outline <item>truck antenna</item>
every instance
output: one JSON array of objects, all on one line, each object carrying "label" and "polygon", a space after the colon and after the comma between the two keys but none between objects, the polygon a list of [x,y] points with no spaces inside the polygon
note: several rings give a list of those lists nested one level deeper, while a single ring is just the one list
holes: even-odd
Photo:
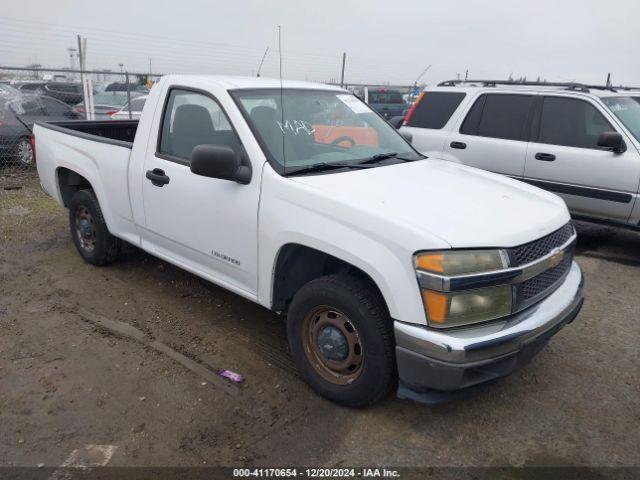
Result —
[{"label": "truck antenna", "polygon": [[282,123],[280,124],[280,130],[282,130],[282,162],[286,170],[287,161],[284,155],[284,93],[282,87],[282,26],[278,25],[278,57],[280,59],[280,118]]},{"label": "truck antenna", "polygon": [[260,65],[258,66],[258,74],[256,77],[260,76],[260,70],[262,70],[262,64],[264,63],[264,59],[267,58],[267,52],[269,51],[269,47],[264,51],[264,55],[262,55],[262,60],[260,60]]}]

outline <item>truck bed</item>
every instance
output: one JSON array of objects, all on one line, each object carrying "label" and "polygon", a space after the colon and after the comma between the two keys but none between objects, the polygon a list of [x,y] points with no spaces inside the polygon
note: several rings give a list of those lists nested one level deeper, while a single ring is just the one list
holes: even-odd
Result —
[{"label": "truck bed", "polygon": [[68,120],[36,123],[67,135],[127,148],[133,146],[138,129],[138,120]]}]

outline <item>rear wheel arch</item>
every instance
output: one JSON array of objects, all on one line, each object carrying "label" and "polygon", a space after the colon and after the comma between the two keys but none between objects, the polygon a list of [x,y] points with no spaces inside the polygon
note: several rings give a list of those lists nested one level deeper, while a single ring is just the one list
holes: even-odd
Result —
[{"label": "rear wheel arch", "polygon": [[60,167],[56,172],[58,189],[62,203],[69,207],[71,199],[79,190],[94,190],[91,182],[79,173],[68,168]]},{"label": "rear wheel arch", "polygon": [[382,290],[367,272],[334,255],[298,243],[285,244],[278,251],[273,270],[271,308],[287,311],[300,288],[316,278],[332,274],[346,274],[364,280],[374,288],[389,311]]}]

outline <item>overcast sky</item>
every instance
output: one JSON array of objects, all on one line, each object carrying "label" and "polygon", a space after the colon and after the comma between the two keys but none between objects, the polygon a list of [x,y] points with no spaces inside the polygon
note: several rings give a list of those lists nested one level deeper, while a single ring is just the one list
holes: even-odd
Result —
[{"label": "overcast sky", "polygon": [[76,34],[88,66],[411,84],[540,76],[640,84],[640,1],[2,0],[0,65],[69,65]]}]

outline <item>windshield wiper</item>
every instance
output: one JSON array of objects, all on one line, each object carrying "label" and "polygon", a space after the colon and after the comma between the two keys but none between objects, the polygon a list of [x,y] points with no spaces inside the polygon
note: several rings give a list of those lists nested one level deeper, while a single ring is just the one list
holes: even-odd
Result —
[{"label": "windshield wiper", "polygon": [[307,167],[294,168],[292,170],[286,171],[285,175],[297,175],[299,173],[314,173],[314,172],[325,172],[327,170],[337,170],[341,168],[367,168],[366,166],[360,163],[348,164],[348,163],[314,163],[313,165],[309,165]]},{"label": "windshield wiper", "polygon": [[[398,160],[403,160],[405,162],[413,162],[414,160],[420,160],[421,157],[418,158],[405,158],[405,157],[399,157],[398,156],[398,152],[387,152],[387,153],[376,153],[375,155],[367,158],[366,160],[363,160],[362,162],[359,162],[358,165],[366,165],[369,163],[378,163],[382,160],[386,160],[388,158],[397,158]],[[422,157],[424,158],[424,157]]]}]

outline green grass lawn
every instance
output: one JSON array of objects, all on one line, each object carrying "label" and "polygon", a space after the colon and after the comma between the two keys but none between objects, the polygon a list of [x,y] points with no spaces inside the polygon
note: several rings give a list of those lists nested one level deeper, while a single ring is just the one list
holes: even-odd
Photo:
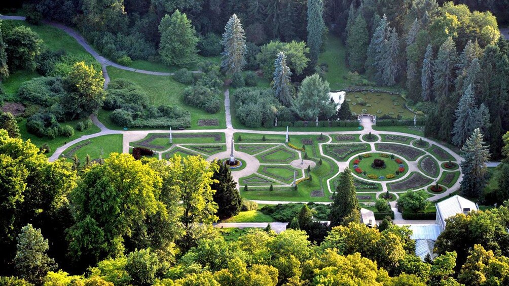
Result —
[{"label": "green grass lawn", "polygon": [[[220,65],[221,63],[221,57],[219,56],[205,57],[198,55],[197,58],[196,63],[191,67],[187,68],[188,70],[190,71],[197,70],[199,63],[207,61],[210,61],[218,65]],[[176,66],[167,66],[160,62],[153,62],[148,60],[133,60],[132,63],[129,65],[129,67],[137,70],[145,70],[146,71],[161,72],[163,73],[173,73],[182,68]]]},{"label": "green grass lawn", "polygon": [[[83,135],[93,134],[100,131],[99,128],[95,125],[93,125],[90,128],[82,132],[81,131],[78,131],[76,130],[76,126],[78,124],[78,122],[80,121],[80,120],[74,120],[61,123],[61,125],[69,125],[72,126],[72,128],[74,129],[74,135],[71,137],[58,136],[54,139],[50,139],[47,137],[38,137],[34,134],[29,133],[26,129],[26,119],[23,119],[21,121],[18,122],[18,125],[19,126],[19,133],[21,134],[21,138],[23,138],[23,140],[27,140],[30,139],[32,143],[35,144],[37,146],[37,147],[41,147],[45,144],[48,144],[48,146],[49,146],[51,149],[51,152],[46,154],[46,155],[49,157],[54,152],[55,150],[56,150],[57,148],[62,146],[63,145],[67,144],[67,142],[71,142],[75,139],[82,136]],[[122,150],[121,149],[121,150]]]},{"label": "green grass lawn", "polygon": [[332,90],[345,88],[352,84],[352,83],[343,78],[349,71],[345,62],[346,52],[346,48],[341,39],[329,34],[325,42],[325,50],[320,54],[318,63],[328,65],[328,70],[325,73],[325,78],[329,82]]},{"label": "green grass lawn", "polygon": [[[346,99],[352,112],[357,114],[367,113],[379,116],[388,115],[394,117],[400,115],[403,118],[412,119],[415,115],[405,107],[406,101],[400,96],[386,92],[362,91],[347,92]],[[358,104],[359,101],[365,104]]]},{"label": "green grass lawn", "polygon": [[272,223],[272,217],[258,210],[241,211],[239,214],[224,219],[222,223]]},{"label": "green grass lawn", "polygon": [[[184,90],[187,85],[175,81],[171,76],[154,76],[134,73],[108,67],[108,74],[112,80],[117,78],[129,80],[139,85],[147,92],[149,101],[156,106],[159,105],[177,105],[188,111],[191,113],[191,128],[193,129],[219,129],[226,128],[226,117],[224,107],[222,105],[219,111],[211,114],[200,108],[193,107],[184,103]],[[221,92],[221,98],[223,98]],[[112,124],[109,120],[104,120],[109,117],[109,112],[101,111],[99,113],[100,119],[109,128],[116,130],[122,129]],[[199,126],[200,119],[214,119],[219,121],[217,126]]]},{"label": "green grass lawn", "polygon": [[[104,159],[109,157],[109,154],[111,152],[122,152],[122,134],[112,134],[92,138],[71,146],[66,149],[63,154],[67,158],[72,157],[73,154],[76,154],[82,163],[85,162],[87,155],[90,155],[90,158],[92,160],[98,159],[100,156]],[[70,153],[73,148],[83,145],[88,141],[91,143],[75,150],[73,154]]]},{"label": "green grass lawn", "polygon": [[[397,158],[397,157],[396,157]],[[356,159],[357,158],[355,158]],[[353,162],[355,159],[350,161],[350,170],[352,172],[355,172],[355,168],[353,168]],[[381,159],[385,162],[385,168],[384,169],[375,169],[371,167],[371,164],[373,164],[373,161],[375,159]],[[403,173],[400,173],[400,175],[396,176],[395,178],[391,179],[390,180],[395,180],[399,178],[401,178],[408,171],[408,166],[406,164],[404,164],[405,166],[405,172]],[[365,171],[367,175],[376,175],[377,176],[383,176],[384,177],[386,177],[387,175],[390,174],[394,174],[394,172],[398,170],[399,168],[399,164],[397,163],[394,160],[391,160],[390,158],[386,158],[384,157],[381,157],[380,155],[380,153],[374,153],[371,157],[368,158],[363,158],[360,162],[359,162],[359,168],[360,168],[362,171]],[[363,177],[363,175],[362,174],[357,174],[358,176],[362,176]],[[367,177],[366,178],[367,178]]]},{"label": "green grass lawn", "polygon": [[376,126],[373,125],[373,130],[377,131],[391,131],[393,132],[402,132],[424,137],[424,126],[417,126],[417,128],[413,126]]}]

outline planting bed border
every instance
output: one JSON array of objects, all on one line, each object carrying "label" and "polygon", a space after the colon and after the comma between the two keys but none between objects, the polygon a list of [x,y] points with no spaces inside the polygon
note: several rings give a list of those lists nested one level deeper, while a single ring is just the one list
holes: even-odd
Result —
[{"label": "planting bed border", "polygon": [[[433,180],[427,177],[425,177],[420,173],[412,172],[408,177],[405,179],[387,184],[389,190],[393,192],[406,192],[408,189],[418,189],[431,184]],[[404,185],[405,183],[409,183],[410,185]],[[404,185],[403,187],[395,187],[398,185]]]}]

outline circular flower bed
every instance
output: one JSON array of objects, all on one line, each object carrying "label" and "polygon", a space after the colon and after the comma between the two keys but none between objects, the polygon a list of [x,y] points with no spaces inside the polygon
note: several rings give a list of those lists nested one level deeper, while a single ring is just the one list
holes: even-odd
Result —
[{"label": "circular flower bed", "polygon": [[374,180],[395,180],[408,171],[402,159],[384,153],[358,155],[352,158],[349,166],[355,175]]}]

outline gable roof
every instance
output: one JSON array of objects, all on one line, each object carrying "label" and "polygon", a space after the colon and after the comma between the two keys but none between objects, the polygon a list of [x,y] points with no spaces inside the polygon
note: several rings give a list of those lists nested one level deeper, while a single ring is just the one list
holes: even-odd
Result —
[{"label": "gable roof", "polygon": [[457,195],[437,204],[437,215],[439,216],[442,226],[444,228],[446,218],[471,210],[478,210],[475,204]]}]

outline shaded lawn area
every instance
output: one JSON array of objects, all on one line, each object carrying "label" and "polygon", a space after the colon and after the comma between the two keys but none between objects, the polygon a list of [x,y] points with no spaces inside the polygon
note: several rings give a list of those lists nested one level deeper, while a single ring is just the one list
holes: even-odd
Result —
[{"label": "shaded lawn area", "polygon": [[[204,62],[207,61],[211,61],[217,65],[221,64],[221,57],[220,56],[206,57],[197,55],[196,58],[196,62],[191,67],[186,68],[186,69],[189,71],[197,70],[198,66],[201,62]],[[129,66],[138,70],[145,70],[146,71],[161,72],[162,73],[173,73],[182,68],[181,67],[178,67],[177,66],[167,66],[161,62],[153,62],[148,60],[133,60],[132,63]]]},{"label": "shaded lawn area", "polygon": [[[29,133],[29,132],[26,129],[26,119],[24,119],[21,121],[18,122],[18,125],[19,126],[19,133],[21,134],[21,138],[23,138],[23,140],[27,140],[30,139],[32,143],[35,144],[37,147],[41,147],[44,144],[48,144],[48,146],[49,146],[51,149],[50,152],[46,154],[46,155],[49,157],[55,152],[55,150],[56,150],[57,148],[66,144],[67,142],[71,142],[74,139],[81,137],[83,135],[93,134],[94,133],[97,133],[100,131],[99,128],[95,125],[92,125],[90,128],[82,132],[78,131],[76,129],[76,126],[78,124],[78,122],[83,120],[84,119],[61,122],[60,125],[62,126],[69,125],[72,126],[72,128],[74,129],[74,135],[71,137],[58,136],[54,139],[50,139],[47,137],[38,137],[34,134]],[[121,151],[122,149],[121,149]]]},{"label": "shaded lawn area", "polygon": [[[90,155],[90,158],[92,160],[98,159],[102,156],[102,158],[105,159],[109,157],[109,154],[113,152],[117,153],[122,152],[122,138],[123,136],[122,134],[111,134],[109,135],[104,135],[95,138],[91,138],[88,140],[86,140],[76,143],[66,149],[63,154],[65,154],[66,157],[72,157],[73,154],[68,153],[72,150],[73,148],[77,147],[87,141],[90,141],[90,144],[85,145],[81,148],[76,150],[74,153],[78,156],[80,162],[82,165],[85,162],[87,155]],[[101,154],[101,152],[103,153]],[[70,156],[69,156],[70,155]],[[70,158],[68,159],[70,161]]]},{"label": "shaded lawn area", "polygon": [[222,223],[272,223],[272,221],[275,220],[272,216],[258,210],[241,211],[235,216],[221,221]]},{"label": "shaded lawn area", "polygon": [[[226,119],[224,107],[221,105],[219,112],[215,114],[207,113],[199,108],[190,106],[184,103],[184,90],[188,86],[175,81],[171,76],[154,76],[124,71],[107,67],[108,74],[112,80],[117,78],[124,78],[132,81],[147,92],[149,101],[156,106],[160,105],[177,105],[188,111],[191,113],[191,124],[193,129],[219,129],[226,128]],[[221,92],[221,99],[222,101]],[[107,113],[107,114],[105,114]],[[99,119],[108,128],[117,130],[122,127],[117,126],[109,119],[109,112],[101,110],[99,112]],[[219,121],[218,126],[198,126],[200,119],[214,119]]]}]

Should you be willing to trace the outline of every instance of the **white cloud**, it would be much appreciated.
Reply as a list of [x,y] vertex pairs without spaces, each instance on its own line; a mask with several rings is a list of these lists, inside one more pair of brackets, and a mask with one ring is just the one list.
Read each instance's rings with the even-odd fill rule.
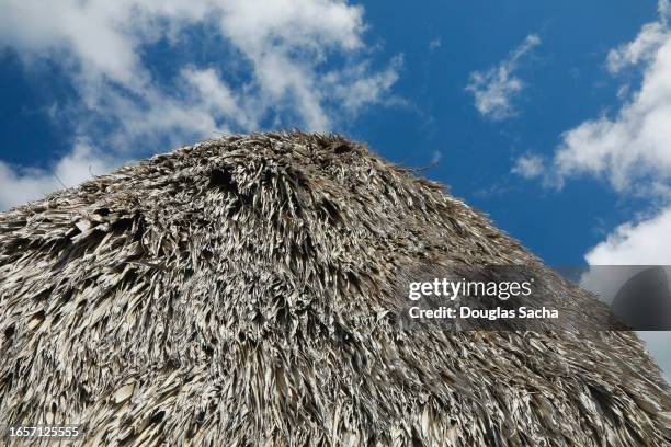
[[[263,123],[330,130],[384,103],[402,59],[372,67],[363,12],[341,0],[5,0],[0,49],[15,51],[27,69],[59,65],[78,93],[62,107],[75,137],[127,160],[159,141]],[[198,65],[186,55],[173,79],[157,79],[147,47],[164,41],[179,53],[194,31],[232,56]],[[61,162],[76,158],[73,149]],[[16,182],[34,175],[35,191],[54,185],[50,173],[2,167]]]
[[671,265],[671,207],[617,227],[585,255],[590,265]]
[[0,209],[34,200],[62,187],[71,187],[107,172],[115,161],[80,140],[49,170],[16,168],[0,161]]
[[543,159],[533,153],[527,153],[515,160],[515,164],[510,172],[525,179],[537,177],[543,173]]
[[541,38],[535,34],[530,34],[500,64],[485,72],[470,73],[466,90],[473,93],[475,106],[482,116],[499,121],[518,113],[513,100],[523,90],[524,83],[514,72],[520,59],[538,45],[541,45]]
[[[660,2],[659,10],[667,11],[668,4]],[[625,102],[613,117],[589,119],[562,135],[547,167],[555,184],[590,174],[618,192],[671,197],[671,31],[666,16],[610,51],[609,70],[617,74],[640,67],[641,85],[622,95]]]
[[[671,207],[653,217],[617,227],[605,241],[590,250],[585,260],[590,265],[671,265]],[[635,271],[632,271],[632,274]],[[611,275],[609,276],[609,273]],[[606,277],[604,277],[604,275]],[[669,268],[667,267],[667,275]],[[591,268],[583,278],[590,290],[599,290],[606,299],[619,289],[619,283],[630,277],[613,268]],[[617,283],[619,282],[619,283]],[[671,332],[638,332],[648,352],[664,371],[671,383]]]

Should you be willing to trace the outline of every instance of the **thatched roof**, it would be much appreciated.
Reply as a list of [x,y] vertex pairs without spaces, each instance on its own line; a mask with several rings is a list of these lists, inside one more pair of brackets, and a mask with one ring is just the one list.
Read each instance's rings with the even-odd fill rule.
[[389,284],[436,260],[549,272],[340,137],[122,168],[0,214],[0,422],[90,445],[669,445],[632,333],[399,331]]

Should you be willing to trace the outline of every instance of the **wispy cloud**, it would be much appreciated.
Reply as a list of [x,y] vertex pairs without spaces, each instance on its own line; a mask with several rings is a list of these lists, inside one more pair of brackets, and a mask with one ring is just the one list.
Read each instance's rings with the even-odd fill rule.
[[515,76],[523,56],[541,45],[541,38],[531,34],[508,58],[487,71],[474,71],[466,91],[473,93],[475,106],[485,117],[500,121],[516,115],[513,100],[524,89],[524,82]]
[[543,173],[543,159],[533,153],[522,156],[515,160],[511,173],[525,179],[535,179]]
[[[48,59],[70,77],[78,94],[66,108],[72,139],[96,146],[86,154],[73,147],[54,161],[56,170],[101,158],[114,164],[157,141],[180,145],[268,123],[330,130],[351,122],[386,101],[402,64],[397,57],[373,68],[365,30],[363,8],[338,0],[8,0],[0,49],[15,51],[27,69]],[[173,79],[157,79],[146,50],[164,42],[179,51],[194,31],[220,39],[231,59],[186,55]],[[239,67],[244,72],[231,74]],[[56,171],[1,167],[4,186],[25,194],[3,195],[0,209],[56,186]]]

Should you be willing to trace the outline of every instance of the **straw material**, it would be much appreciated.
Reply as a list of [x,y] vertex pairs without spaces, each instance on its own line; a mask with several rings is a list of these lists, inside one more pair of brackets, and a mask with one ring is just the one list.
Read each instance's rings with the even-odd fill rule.
[[122,168],[0,214],[0,422],[81,423],[92,446],[671,443],[632,333],[399,330],[400,266],[434,262],[531,265],[591,300],[341,137]]

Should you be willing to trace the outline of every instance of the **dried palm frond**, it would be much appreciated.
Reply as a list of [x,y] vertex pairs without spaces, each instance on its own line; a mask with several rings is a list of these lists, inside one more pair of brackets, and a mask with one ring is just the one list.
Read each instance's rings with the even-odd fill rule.
[[669,445],[635,334],[399,331],[400,266],[436,260],[591,299],[338,136],[127,165],[0,214],[0,423],[80,423],[93,446]]

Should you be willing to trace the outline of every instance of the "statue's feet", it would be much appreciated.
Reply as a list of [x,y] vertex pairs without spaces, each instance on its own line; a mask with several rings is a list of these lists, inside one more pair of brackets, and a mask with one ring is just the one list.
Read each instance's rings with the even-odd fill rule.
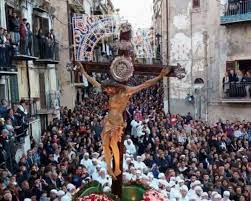
[[122,174],[122,172],[121,172],[120,169],[117,169],[117,170],[114,171],[114,175],[115,175],[116,177],[119,176],[119,175],[121,175],[121,174]]
[[112,180],[117,181],[116,175],[113,173],[112,169],[108,169],[107,173],[112,177]]

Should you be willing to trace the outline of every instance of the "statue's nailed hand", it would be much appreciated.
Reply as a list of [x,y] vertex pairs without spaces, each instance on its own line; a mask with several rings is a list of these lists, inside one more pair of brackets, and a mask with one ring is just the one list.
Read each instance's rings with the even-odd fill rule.
[[170,72],[170,70],[168,68],[163,68],[160,72],[160,76],[164,77],[164,76],[168,75],[169,72]]
[[77,66],[77,70],[80,70],[82,73],[86,73],[83,65],[79,61],[76,61],[75,65]]

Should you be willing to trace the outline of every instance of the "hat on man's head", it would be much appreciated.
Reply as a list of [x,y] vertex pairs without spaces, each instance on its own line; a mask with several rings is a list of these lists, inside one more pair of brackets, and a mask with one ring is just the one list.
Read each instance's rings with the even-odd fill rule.
[[224,191],[223,196],[224,197],[230,197],[230,192],[229,191]]
[[58,194],[58,191],[56,189],[52,189],[50,193]]
[[58,193],[57,193],[58,197],[63,197],[64,195],[65,195],[65,192],[62,190],[58,191]]
[[75,190],[75,189],[76,189],[76,187],[75,187],[73,184],[71,184],[71,183],[70,183],[70,184],[67,184],[66,188],[67,188],[67,190],[70,191],[70,192],[71,192],[72,190]]

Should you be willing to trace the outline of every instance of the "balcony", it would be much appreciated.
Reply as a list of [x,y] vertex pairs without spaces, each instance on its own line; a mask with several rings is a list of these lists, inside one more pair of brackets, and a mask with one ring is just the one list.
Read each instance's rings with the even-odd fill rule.
[[33,53],[38,59],[36,63],[40,64],[58,64],[59,63],[59,43],[50,41],[47,38],[33,39]]
[[107,0],[97,0],[94,3],[93,14],[105,15],[108,13]]
[[223,85],[224,103],[251,103],[251,82],[230,82]]
[[229,0],[225,5],[221,25],[251,21],[251,0]]
[[54,114],[60,106],[60,97],[57,92],[46,93],[43,97],[40,97],[41,109],[38,113],[43,114]]
[[17,74],[16,66],[12,65],[12,48],[0,45],[0,75]]

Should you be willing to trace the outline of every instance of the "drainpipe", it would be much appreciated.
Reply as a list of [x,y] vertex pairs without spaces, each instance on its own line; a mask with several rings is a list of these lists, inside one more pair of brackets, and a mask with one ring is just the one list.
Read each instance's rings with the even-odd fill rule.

----

## What the exercise asks:
Which rows above contain the string "roof", with case counting? Show every one of them in full.

## Result of the task:
outline gable roof
[{"label": "gable roof", "polygon": [[457,195],[437,204],[437,215],[439,216],[442,226],[444,228],[446,218],[471,210],[478,210],[475,204]]}]
Should you be willing to trace the outline of every instance of the **thatched roof**, it would be much appreciated.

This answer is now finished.